• [STATED GOAL A]
In the Windows 7 support account, what tool removed the registry flag behind the invalid product code error?
• [STATED GOAL B]
Reproduce the Windows 7 support account word for word from "Here is the" to "formatted hard drive.".

The very friendly support tech asked me to explain the issue, afterward he said that he would make sure I had a working version of Windows 7 by the end of our call. I cannot overstate the friendly nature of this person and how he worked to understand my issue and resolve it. 5 Stars for him.

Anyway, he first says that we have to remove the registry flag that was causing the invalid product code error. This flag was set during installation when I tried to enter it during the setup process, but more about that in a minute. Once the flag was removed with the msdt application (support has to give you a code for this tool), I was asked to reboot. When the system came back up I was prompted to enter the product code I re-entered the code from the product package and it worked! After reboot to verify, everything was working without re-installing Windows XP.

Here is the important lesson I learned from the tech support guy.

Do NOT enter the product code during the initial installation process, just skip the dialog by leaving it blank and finish the installation. It is at this point where the registry flag is set if an existing windows installation is not present. If you skip it the activation system will not check for a previous install since it would have been wiped at this point. That’s how you can install an upgrade version onto a blank or recently formatted hard drive.

• [RAW RECORDS]

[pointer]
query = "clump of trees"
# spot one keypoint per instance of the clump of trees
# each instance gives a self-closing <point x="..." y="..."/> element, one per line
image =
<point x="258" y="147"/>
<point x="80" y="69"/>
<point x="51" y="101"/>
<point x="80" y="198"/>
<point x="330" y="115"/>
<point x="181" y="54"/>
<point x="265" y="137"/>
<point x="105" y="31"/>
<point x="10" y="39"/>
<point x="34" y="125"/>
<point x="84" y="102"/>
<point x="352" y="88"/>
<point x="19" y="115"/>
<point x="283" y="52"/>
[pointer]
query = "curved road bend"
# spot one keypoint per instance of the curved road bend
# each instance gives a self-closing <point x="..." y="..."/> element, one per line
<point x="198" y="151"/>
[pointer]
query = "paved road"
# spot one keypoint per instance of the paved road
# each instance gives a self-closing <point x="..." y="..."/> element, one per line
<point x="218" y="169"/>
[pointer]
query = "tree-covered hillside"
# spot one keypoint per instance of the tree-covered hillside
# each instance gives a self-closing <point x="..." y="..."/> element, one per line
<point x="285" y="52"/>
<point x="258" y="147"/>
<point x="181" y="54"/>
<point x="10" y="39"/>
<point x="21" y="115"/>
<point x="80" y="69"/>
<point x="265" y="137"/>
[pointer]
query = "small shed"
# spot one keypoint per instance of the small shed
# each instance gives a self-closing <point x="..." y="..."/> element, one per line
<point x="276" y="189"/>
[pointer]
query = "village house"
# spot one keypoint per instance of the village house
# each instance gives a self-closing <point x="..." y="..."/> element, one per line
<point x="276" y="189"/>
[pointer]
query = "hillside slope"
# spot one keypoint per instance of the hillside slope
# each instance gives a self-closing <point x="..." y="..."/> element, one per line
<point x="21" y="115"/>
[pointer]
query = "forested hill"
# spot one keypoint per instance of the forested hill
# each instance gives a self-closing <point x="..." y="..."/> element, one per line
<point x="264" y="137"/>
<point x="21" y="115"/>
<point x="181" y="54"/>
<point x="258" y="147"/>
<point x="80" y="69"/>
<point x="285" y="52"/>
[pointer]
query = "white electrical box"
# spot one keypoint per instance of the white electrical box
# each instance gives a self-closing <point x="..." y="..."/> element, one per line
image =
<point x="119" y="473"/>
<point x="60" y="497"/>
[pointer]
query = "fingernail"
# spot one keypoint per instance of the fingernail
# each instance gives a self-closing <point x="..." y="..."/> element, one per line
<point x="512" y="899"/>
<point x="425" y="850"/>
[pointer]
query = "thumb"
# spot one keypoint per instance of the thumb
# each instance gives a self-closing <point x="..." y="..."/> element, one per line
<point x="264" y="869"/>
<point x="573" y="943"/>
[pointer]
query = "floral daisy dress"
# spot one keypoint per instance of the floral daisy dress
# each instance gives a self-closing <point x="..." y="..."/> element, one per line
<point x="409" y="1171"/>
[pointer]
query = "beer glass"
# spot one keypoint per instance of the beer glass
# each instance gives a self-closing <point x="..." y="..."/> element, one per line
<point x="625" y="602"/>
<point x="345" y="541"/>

• [RIGHT ANSWER A]
The msdt application, which requires a code from support.

• [RIGHT ANSWER B]
Here is the important lesson I learned from the tech support guy.

Do NOT enter the product code during the initial installation process, just skip the dialog by leaving it blank and finish the installation. It is at this point where the registry flag is set if an existing windows installation is not present. If you skip it the activation system will not check for a previous install since it would have been wiped at this point. That’s how you can install an upgrade version onto a blank or recently formatted hard drive.